Donne con il talento del cortocircuito
Parlare di lavori maschili e lavori femminili non ha più senso. In questo articolo parliamo di Valeria che dirige un carcere.
di Valeria Pirè
Che cosa significa per una donna lavorare in carcere? Una domanda che mi è stata posta un’infinità di volte e che ogni volta ho dovuto pormi nuovamente, perché la risposta non è scontata o univoca neanche per me. Sono trascorsi cinquant’anni dalla storica sentenza della Corte Costituzionale, la nr.33 del 1960, con cui fu per la prima volta decretata l’incostituzionalità delle norme che impedivano l’accesso delle donne a tutte le cariche pubbliche e a tutte le carriere nella Pubblica Amministrazione. Secondo i dati della Ragioneria generale dello Stato2, nel 2009 la presenza delle donne nella Pubblica Amministrazione ha superato il 55%, ma la percentuale di dirigenti di sesso femminile è nettamente più bassa, poiché –come, del resto, nella politica e nelle carriere diplomatiche– quando si tratta di concedere spazio in ruoli di potere, il quadro cambia ed emergono tutte le riserve ‘di prassi’: il territorio è stato storicamente colonizzato dal potere maschile e non si consente con facilità di staccare qualche bandierina celeste dall’organigramma delle postazioni già conquistate. Dall’altro lato, sembra a volte che, in parallelo, le donne non utilizzino tutte le risorse a disposizione per conquistare questi spazi.

• **Dati estratti**
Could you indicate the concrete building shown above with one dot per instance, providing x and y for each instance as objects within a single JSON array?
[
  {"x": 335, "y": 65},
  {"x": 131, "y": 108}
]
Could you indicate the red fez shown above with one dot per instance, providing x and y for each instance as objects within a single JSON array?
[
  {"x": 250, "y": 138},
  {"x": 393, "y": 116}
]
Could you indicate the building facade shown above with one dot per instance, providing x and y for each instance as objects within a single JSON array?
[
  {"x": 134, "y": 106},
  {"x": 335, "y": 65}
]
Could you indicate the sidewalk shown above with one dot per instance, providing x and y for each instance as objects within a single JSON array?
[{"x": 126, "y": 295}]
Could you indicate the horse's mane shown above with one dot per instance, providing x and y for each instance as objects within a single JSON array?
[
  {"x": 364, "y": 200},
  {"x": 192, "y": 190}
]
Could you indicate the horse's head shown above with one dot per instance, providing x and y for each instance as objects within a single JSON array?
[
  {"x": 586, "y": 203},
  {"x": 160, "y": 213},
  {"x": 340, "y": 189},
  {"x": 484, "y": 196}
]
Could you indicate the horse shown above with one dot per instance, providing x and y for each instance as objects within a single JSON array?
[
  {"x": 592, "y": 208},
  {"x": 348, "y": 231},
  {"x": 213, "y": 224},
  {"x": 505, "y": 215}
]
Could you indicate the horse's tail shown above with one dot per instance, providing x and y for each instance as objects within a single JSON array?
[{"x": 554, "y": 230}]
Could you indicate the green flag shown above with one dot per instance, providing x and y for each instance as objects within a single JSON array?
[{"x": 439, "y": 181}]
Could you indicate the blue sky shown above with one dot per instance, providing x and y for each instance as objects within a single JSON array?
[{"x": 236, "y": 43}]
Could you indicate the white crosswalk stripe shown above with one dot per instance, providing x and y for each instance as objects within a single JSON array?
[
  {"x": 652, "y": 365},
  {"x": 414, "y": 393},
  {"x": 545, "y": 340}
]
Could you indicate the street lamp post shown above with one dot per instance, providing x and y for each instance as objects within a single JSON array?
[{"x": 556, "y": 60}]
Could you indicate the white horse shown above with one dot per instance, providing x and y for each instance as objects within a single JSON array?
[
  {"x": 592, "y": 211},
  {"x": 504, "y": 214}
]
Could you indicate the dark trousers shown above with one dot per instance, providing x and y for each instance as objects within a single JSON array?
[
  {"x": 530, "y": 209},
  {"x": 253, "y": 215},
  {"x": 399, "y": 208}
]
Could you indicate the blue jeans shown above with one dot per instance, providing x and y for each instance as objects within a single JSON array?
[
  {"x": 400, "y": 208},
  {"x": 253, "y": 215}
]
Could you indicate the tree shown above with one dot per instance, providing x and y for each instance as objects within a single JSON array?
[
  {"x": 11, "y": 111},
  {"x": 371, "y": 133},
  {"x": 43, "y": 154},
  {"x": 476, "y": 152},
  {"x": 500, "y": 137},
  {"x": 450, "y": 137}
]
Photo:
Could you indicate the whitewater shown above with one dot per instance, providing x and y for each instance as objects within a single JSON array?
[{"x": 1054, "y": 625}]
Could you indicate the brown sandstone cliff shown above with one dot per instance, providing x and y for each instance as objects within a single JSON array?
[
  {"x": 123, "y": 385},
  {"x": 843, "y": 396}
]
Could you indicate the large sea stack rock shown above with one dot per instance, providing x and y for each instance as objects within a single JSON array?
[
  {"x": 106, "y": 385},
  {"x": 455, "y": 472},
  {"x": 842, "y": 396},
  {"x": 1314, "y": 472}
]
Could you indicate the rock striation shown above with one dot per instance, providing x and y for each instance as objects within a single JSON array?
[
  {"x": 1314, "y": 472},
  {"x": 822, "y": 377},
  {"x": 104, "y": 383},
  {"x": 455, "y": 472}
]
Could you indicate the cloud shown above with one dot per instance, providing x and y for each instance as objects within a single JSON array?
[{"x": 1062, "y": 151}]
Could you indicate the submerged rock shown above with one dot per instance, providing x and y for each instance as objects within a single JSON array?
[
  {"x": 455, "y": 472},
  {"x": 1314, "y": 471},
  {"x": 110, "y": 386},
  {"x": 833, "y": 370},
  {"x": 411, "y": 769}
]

• **Esercizio 1**
Riassumi in due frasi l'articolo sulle donne che lavorano in carcere.
• **Esercizio 2**
Prosegui l'articolo sulle donne che lavorano in carcere, riprendendo dopo l'ultima frase riportata.

• **Risultato 1**
Che cosa significhi per una donna lavorare in carcere è una domanda senza una risposta scontata o univoca, a cinquant'anni dalla sentenza nr. 33 del 1960 della Corte Costituzionale, che dichiarò incostituzionali le norme che escludevano le donne dalle cariche pubbliche e dalle carriere nella Pubblica Amministrazione. Nel 2009 le donne superavano il 55% del personale della Pubblica Amministrazione, ma la quota di dirigenti donne è nettamente più bassa, perché il potere maschile cede a fatica i ruoli di comando, e talvolta sembra che le donne non usino tutte le risorse a disposizione per conquistarli.

• **Risultato 2**
Filtro antidiscriminatorio: solo un rinvio
Il mondo dei dirigenti di carcere è costituito oggi in larghissima misura da donne, e da qualche anno vi sono tante donne anche tra i Commissari di Polizia Penitenziaria, spesso chiamate a ricoprire il ruolo di Comandanti negli istituti penitenziari3. Probabilmente in molti casi una donna che partecipa a questi concorsi non può percepire l’esatta dimensione della scelta che sta compiendo. Forse ha cognizione del profilo professionale e delle competenze richieste, ma non può essere pienamente consapevole del complesso mondo di variegata umanità che la accoglierà, con dinamiche del tutto peculiari e la violenza di logiche che sono autoreferenziali da decenni. Il direttore di un istituto penitenziario ha un numero smisurato di competenze e responsabilità, che vanno dalla gestione del personale alla gestione dei detenuti, dalla contabilità alle norme sulla sicurezza sui luoghi di lavoro, dalle relazioni sindacali (estremamente conflittuali e complesse) ai rapporti con l’esterno (associazioni, magistratura, politica, forze di polizia, ‘superiori’ uffici, enti locali, Asl), dalla sicurezza dell’istituto agli adempimenti burocratici, dall’igiene (degli alimenti, dei luoghi, delle persone) alla manutenzione ordinaria e straordinaria della struttura, nonché alla stipula dei contratti, alle gare, agli acquisti di tutti i beni necessari per la struttura. Per rendere l’idea, bisogna pensare che il carcere è un luogo in cui si ha la responsabilità (diretta e continuativa) di persone 24 ore su 24. Rispetto ai detenuti bisogna occuparsi dei rapporti con la famiglia, dell’aspetto sanitario, di tutti gli aspetti giuridici (il carcere gestisce e aggiorna il fascicolo giuridico del detenuto), psicologici, psichiatrici, di prevenzione (degli atti autolesionistici, della commissione di altri reati), del trattamento “rieducativo” (o ‘risocializzante’, a seconda di come lo si voglia intendere), delle numerosissime problematiche connesse alla convivenza forzata delle persone. Chi è allergico al matrimonio o ha fatto l’esperienza da fuori sede ai tempi dell’Università, dovrebbe fare un ulteriore sforzo di immaginazione e pensare cosa significhi dividere uno spazio ristrettissimo, in una contiguità assoluta e continuativa, senza possibilità di scegliere gli altri occupanti della cella e indipendentemente dal fatto che si lavino o no, che parlino la stessa lingua, abbiano gli stessi gusti, gli stessi interessi, le stesse passioni.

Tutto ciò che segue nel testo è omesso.